## [Work required]
Write out nothing but the lines from the one containing "man in colorful" through the last line below, both included, and without the pictures.

[Dataset entries]
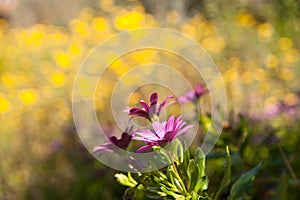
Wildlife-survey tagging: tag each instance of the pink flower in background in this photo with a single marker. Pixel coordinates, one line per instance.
(193, 95)
(162, 133)
(150, 111)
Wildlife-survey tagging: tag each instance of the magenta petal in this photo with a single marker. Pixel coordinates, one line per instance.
(145, 105)
(144, 148)
(185, 129)
(153, 98)
(162, 104)
(170, 124)
(159, 129)
(106, 147)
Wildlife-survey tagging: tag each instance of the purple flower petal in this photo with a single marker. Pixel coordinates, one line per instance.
(144, 148)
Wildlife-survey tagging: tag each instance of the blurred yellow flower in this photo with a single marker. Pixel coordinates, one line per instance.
(291, 55)
(265, 31)
(8, 79)
(245, 19)
(27, 97)
(4, 105)
(129, 20)
(213, 44)
(260, 74)
(290, 99)
(63, 59)
(286, 74)
(99, 24)
(284, 43)
(173, 17)
(271, 61)
(134, 98)
(247, 77)
(106, 5)
(58, 79)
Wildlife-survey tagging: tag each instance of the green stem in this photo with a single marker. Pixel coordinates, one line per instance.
(177, 174)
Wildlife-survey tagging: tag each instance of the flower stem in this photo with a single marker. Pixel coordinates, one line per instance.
(177, 174)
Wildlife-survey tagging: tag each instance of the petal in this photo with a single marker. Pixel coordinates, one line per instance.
(144, 148)
(145, 105)
(185, 129)
(163, 103)
(106, 147)
(158, 129)
(153, 98)
(170, 124)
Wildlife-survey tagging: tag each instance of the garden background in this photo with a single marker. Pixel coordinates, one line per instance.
(255, 44)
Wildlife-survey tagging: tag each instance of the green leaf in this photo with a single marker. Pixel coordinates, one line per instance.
(200, 161)
(190, 171)
(126, 180)
(169, 192)
(282, 187)
(227, 174)
(244, 182)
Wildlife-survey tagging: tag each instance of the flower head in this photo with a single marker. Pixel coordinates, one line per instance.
(150, 111)
(116, 143)
(162, 133)
(193, 95)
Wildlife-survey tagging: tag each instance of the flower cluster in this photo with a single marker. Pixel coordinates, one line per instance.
(160, 133)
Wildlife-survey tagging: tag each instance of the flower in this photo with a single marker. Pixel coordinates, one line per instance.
(116, 143)
(193, 95)
(150, 111)
(162, 133)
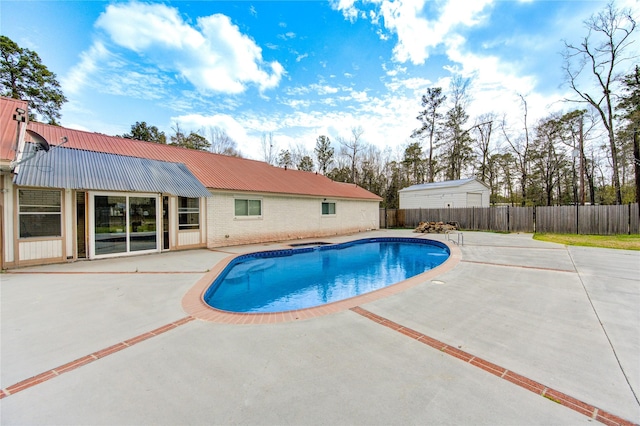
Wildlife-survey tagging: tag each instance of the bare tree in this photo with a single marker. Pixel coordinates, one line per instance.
(521, 147)
(456, 151)
(351, 148)
(430, 118)
(324, 153)
(269, 148)
(600, 52)
(221, 142)
(483, 129)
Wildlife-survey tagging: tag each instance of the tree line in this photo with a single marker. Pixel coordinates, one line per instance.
(587, 153)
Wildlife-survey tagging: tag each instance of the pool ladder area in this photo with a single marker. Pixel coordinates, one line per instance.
(460, 237)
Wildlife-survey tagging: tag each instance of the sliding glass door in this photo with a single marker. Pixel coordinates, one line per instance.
(124, 223)
(142, 224)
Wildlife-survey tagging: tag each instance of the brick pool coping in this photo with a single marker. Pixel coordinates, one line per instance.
(194, 305)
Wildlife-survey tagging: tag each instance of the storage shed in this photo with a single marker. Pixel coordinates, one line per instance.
(453, 193)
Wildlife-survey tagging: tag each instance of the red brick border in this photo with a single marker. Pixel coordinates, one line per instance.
(54, 372)
(515, 378)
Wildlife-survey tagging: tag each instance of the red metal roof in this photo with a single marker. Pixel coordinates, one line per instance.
(215, 171)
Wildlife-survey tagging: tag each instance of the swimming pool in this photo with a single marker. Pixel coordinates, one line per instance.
(284, 280)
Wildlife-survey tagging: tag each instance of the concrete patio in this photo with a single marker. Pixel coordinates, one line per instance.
(564, 318)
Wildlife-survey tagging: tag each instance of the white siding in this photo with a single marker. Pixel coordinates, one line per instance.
(8, 219)
(285, 218)
(472, 194)
(69, 221)
(43, 249)
(188, 238)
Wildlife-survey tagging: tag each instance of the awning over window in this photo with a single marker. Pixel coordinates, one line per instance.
(78, 169)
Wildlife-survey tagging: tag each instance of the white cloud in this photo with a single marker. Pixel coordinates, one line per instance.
(213, 55)
(419, 34)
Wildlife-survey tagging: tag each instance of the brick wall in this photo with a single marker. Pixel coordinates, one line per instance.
(284, 218)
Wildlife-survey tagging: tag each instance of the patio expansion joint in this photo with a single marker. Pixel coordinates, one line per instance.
(551, 394)
(87, 359)
(506, 265)
(604, 330)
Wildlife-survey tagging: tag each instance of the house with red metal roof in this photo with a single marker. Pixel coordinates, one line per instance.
(68, 194)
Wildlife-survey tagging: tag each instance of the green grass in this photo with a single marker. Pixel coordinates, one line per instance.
(622, 242)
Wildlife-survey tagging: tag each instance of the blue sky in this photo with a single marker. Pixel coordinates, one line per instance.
(296, 69)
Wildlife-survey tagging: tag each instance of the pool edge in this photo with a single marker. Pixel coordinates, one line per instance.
(193, 301)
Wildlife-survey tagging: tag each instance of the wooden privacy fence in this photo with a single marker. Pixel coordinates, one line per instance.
(594, 220)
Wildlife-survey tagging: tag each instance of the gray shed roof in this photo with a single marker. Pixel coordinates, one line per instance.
(78, 169)
(445, 184)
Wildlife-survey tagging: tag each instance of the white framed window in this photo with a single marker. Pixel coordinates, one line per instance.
(40, 213)
(248, 207)
(188, 213)
(328, 208)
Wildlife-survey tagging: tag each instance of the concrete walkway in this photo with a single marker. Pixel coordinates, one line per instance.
(107, 342)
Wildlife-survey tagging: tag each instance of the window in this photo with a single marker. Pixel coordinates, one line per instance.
(248, 207)
(40, 213)
(188, 213)
(328, 208)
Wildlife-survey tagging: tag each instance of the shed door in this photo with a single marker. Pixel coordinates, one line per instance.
(474, 199)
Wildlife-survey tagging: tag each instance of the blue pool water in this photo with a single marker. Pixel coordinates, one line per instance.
(284, 280)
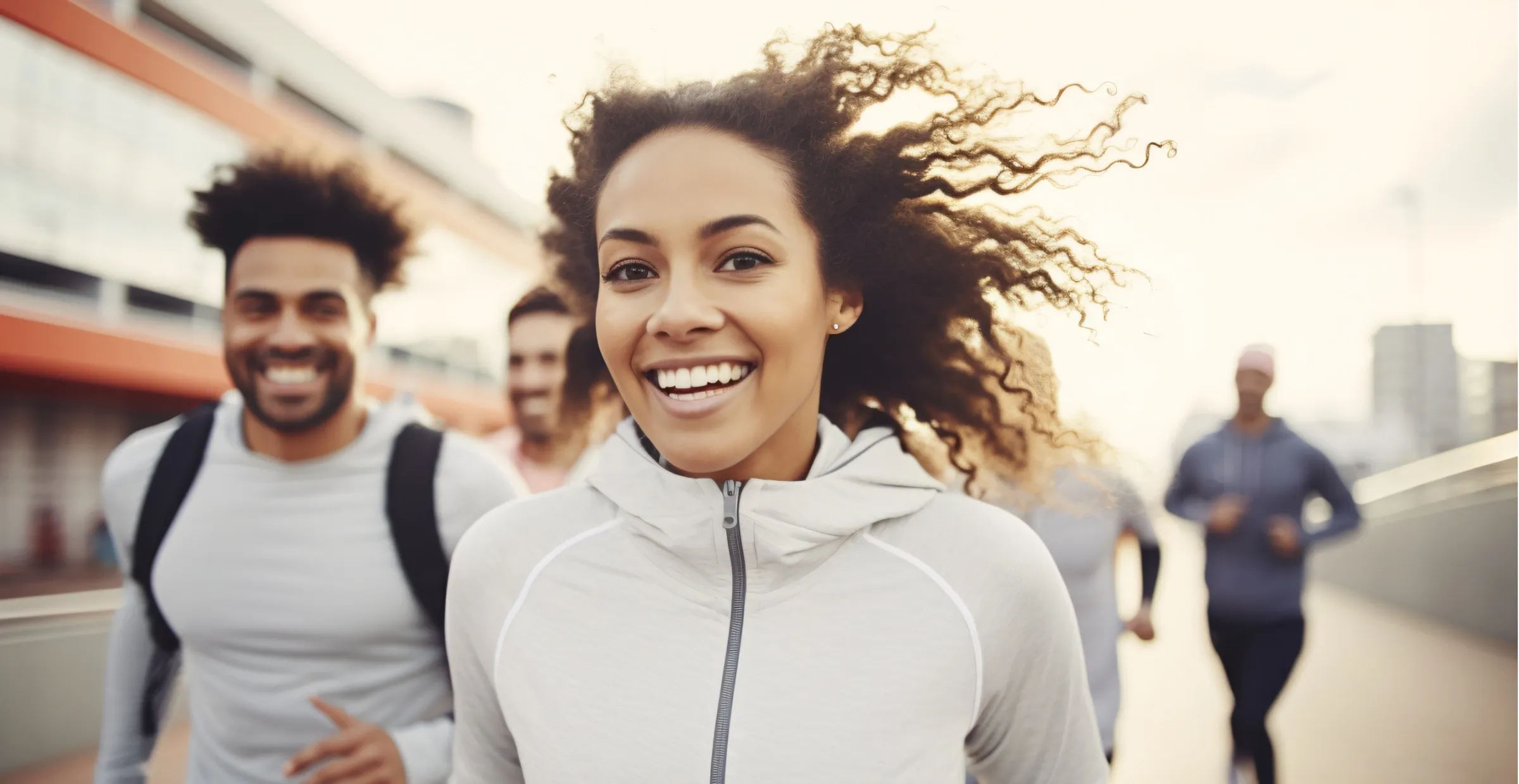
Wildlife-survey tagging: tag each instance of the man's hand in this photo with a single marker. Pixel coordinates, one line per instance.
(1282, 532)
(361, 752)
(1140, 625)
(1225, 516)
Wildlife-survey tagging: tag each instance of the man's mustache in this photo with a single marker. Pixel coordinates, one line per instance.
(323, 358)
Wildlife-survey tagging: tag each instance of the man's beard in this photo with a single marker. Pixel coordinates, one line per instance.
(339, 385)
(537, 427)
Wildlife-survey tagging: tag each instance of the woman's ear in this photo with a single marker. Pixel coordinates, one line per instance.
(844, 309)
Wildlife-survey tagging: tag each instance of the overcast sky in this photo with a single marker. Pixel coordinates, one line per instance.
(1303, 127)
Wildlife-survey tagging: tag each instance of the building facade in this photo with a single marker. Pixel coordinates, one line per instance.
(111, 115)
(1416, 385)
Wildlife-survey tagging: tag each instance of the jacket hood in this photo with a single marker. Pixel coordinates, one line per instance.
(787, 528)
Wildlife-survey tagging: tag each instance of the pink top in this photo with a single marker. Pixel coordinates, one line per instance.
(540, 478)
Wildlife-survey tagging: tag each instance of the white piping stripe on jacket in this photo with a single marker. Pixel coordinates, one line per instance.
(532, 576)
(959, 604)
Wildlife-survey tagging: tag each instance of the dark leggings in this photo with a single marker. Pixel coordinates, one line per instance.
(1258, 657)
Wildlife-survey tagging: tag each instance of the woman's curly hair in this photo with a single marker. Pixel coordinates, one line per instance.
(901, 218)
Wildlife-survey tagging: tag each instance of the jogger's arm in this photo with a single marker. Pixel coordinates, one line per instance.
(125, 747)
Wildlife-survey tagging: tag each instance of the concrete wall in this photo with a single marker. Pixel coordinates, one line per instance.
(52, 686)
(1451, 559)
(52, 678)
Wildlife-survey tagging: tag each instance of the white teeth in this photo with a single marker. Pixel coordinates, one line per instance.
(701, 376)
(291, 376)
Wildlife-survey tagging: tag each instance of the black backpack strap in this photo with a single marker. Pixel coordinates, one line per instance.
(411, 508)
(172, 479)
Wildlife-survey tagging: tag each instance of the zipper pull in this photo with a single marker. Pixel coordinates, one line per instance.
(731, 502)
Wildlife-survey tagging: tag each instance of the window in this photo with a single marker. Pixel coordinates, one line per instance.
(171, 25)
(315, 108)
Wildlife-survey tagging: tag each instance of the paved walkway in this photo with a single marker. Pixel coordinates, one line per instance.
(1378, 698)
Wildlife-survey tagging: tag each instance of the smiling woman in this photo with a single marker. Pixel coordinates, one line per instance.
(761, 582)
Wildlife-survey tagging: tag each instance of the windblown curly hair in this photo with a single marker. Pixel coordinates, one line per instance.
(283, 195)
(901, 218)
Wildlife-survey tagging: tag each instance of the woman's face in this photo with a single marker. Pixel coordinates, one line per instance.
(713, 312)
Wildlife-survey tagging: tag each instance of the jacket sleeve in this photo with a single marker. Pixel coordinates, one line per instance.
(1184, 497)
(130, 652)
(1327, 482)
(1135, 518)
(1037, 722)
(484, 747)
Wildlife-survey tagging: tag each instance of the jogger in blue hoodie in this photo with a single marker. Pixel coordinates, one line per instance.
(1247, 485)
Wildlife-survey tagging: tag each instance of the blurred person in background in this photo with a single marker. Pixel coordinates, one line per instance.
(1082, 513)
(304, 567)
(758, 582)
(1246, 485)
(549, 441)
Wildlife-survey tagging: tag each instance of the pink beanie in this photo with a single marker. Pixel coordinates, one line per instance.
(1258, 358)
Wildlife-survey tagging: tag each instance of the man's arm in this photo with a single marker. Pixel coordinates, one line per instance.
(125, 747)
(1327, 482)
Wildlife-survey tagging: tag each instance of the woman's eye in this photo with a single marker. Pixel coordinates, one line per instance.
(743, 262)
(629, 273)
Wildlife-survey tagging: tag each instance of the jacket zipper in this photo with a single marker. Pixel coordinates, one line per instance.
(735, 631)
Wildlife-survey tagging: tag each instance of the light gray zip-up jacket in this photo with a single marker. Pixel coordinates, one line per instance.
(859, 625)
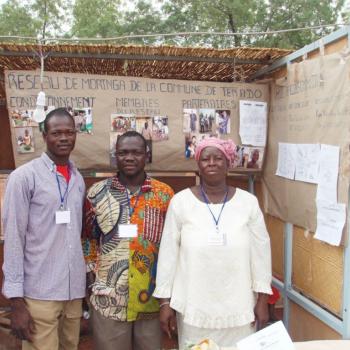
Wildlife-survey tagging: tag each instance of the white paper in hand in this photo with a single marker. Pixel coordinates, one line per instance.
(274, 337)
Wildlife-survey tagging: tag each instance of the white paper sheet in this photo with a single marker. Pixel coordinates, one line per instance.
(252, 122)
(328, 174)
(286, 160)
(330, 221)
(307, 162)
(274, 337)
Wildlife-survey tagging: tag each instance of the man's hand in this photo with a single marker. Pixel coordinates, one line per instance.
(90, 280)
(261, 311)
(22, 323)
(167, 317)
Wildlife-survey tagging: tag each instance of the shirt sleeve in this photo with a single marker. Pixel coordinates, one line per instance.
(16, 212)
(260, 252)
(90, 236)
(168, 254)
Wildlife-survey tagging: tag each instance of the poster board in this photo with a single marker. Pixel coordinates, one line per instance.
(309, 105)
(111, 97)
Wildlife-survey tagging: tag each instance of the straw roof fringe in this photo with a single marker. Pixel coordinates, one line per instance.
(162, 62)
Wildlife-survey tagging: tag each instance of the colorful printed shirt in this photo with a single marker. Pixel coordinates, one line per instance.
(125, 268)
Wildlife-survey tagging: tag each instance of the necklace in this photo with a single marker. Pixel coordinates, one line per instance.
(216, 220)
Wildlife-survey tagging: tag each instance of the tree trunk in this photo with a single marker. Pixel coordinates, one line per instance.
(233, 28)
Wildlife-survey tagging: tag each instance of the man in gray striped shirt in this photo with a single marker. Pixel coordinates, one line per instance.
(44, 267)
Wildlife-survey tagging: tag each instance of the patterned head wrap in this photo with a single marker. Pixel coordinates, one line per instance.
(227, 147)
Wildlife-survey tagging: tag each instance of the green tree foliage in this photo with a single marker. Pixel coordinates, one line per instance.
(96, 18)
(39, 18)
(286, 14)
(111, 18)
(14, 20)
(252, 15)
(144, 18)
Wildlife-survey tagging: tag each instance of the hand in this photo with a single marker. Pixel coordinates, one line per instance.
(261, 311)
(22, 323)
(167, 317)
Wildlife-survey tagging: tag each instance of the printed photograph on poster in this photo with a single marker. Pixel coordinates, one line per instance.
(122, 122)
(191, 142)
(24, 140)
(22, 118)
(249, 157)
(206, 120)
(83, 120)
(223, 121)
(113, 137)
(190, 120)
(160, 130)
(144, 126)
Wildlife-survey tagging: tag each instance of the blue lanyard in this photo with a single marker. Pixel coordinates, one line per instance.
(65, 192)
(132, 209)
(216, 220)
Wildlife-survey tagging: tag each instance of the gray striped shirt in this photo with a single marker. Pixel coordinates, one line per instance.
(43, 260)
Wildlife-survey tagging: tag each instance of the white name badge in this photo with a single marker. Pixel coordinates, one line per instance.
(274, 337)
(62, 217)
(216, 238)
(127, 230)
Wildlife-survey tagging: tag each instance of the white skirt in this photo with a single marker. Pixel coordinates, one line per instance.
(222, 337)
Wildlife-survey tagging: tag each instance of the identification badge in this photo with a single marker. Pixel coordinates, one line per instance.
(216, 238)
(127, 230)
(62, 217)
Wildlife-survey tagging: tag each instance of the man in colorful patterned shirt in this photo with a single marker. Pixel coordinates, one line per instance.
(123, 227)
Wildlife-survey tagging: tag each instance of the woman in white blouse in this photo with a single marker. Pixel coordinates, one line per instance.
(214, 265)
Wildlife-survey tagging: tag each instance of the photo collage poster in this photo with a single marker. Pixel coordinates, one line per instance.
(152, 128)
(22, 120)
(199, 124)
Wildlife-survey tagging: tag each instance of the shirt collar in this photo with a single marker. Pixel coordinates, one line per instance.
(145, 187)
(52, 166)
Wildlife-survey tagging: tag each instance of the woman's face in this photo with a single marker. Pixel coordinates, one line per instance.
(212, 164)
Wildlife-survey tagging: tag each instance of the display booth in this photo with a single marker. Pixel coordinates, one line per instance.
(287, 113)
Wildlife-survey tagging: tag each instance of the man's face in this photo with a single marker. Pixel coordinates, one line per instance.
(131, 156)
(60, 136)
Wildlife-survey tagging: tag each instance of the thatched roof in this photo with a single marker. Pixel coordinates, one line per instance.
(164, 62)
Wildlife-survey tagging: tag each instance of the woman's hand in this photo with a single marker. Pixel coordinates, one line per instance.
(261, 311)
(167, 317)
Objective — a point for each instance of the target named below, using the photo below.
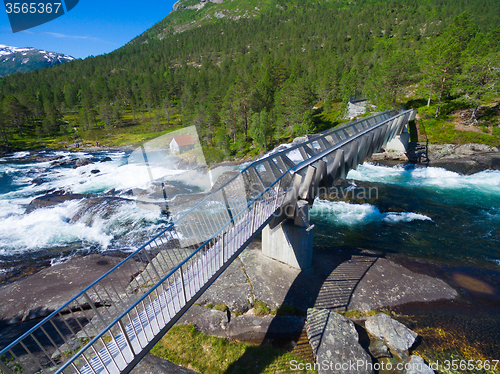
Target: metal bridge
(113, 323)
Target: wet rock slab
(388, 284)
(334, 340)
(42, 293)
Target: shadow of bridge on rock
(330, 284)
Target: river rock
(378, 349)
(249, 327)
(42, 293)
(51, 200)
(207, 320)
(334, 340)
(155, 365)
(416, 365)
(396, 335)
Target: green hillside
(250, 74)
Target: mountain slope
(21, 60)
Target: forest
(252, 83)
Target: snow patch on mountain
(14, 59)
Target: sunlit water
(52, 233)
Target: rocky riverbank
(254, 300)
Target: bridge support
(291, 241)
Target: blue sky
(91, 28)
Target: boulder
(42, 293)
(378, 349)
(207, 321)
(51, 200)
(416, 365)
(334, 340)
(396, 335)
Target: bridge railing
(112, 323)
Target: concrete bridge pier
(291, 241)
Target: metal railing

## [Task response]
Wildlife-survey tagging: tag each instance of the man in colorful patterned shirt in this photo with a single marker. Pixel coordinates, one line per instance.
(123, 227)
Wildlife-survey tagging: tag each instance of the woman in white blouse in this photo with a single marker. Pixel coordinates, one line per instance.
(214, 265)
Wildlife-survey tagging: tag each instance of the photo collage poster in this photo with a single marker. Pixel coordinates, one line per instance.
(152, 128)
(22, 120)
(199, 124)
Wildlife-survey tagging: tag each instance of the shirt collar in this photo with a single marker. Pixel coordinates, one line per instance.
(145, 187)
(52, 166)
Wildlife-survey tagging: tag each instance of the woman's face in this photo with a single marker. Pixel coordinates, one line per instance.
(212, 164)
Wildlife-survey tagging: tag each instance of the display booth in this photo with a single marker. Pixel coordinates, one line per instance.
(287, 113)
Wildlife-survey tagging: tag each instance of the man's face in this photo with a single marker. Pixel coordinates, one line per instance.
(131, 156)
(60, 136)
Wildlife-survey tagging: tag each instance of the thatched roof in this photo with a single marker. Pixel coordinates, one line per instance.
(164, 62)
Wildlife-survey tagging: tag each instance of the woman's hand in this photo with a single marker. Pixel coordinates, one line per instance.
(261, 311)
(167, 317)
Objective — a point for each instance of the target named below, using the photo below.
Target: metal bridge
(113, 323)
Target: wet rock slab
(388, 284)
(334, 340)
(42, 293)
Target: shadow of bridge on rock
(330, 284)
Target: river rock
(378, 349)
(249, 327)
(42, 293)
(51, 200)
(207, 320)
(334, 340)
(155, 365)
(416, 365)
(396, 335)
Target: green hillside
(250, 74)
Target: mountain slope
(21, 60)
Target: forest
(252, 83)
Target: snow patch on mountain
(14, 59)
Target: sunlit water
(52, 233)
Target: rocky riverbank
(254, 300)
Target: bridge support
(291, 241)
Target: blue sky
(91, 28)
Target: boulder
(42, 293)
(378, 349)
(207, 321)
(51, 200)
(416, 365)
(334, 340)
(396, 335)
Target: bridge railing
(112, 323)
Target: concrete bridge pier
(291, 241)
Target: metal railing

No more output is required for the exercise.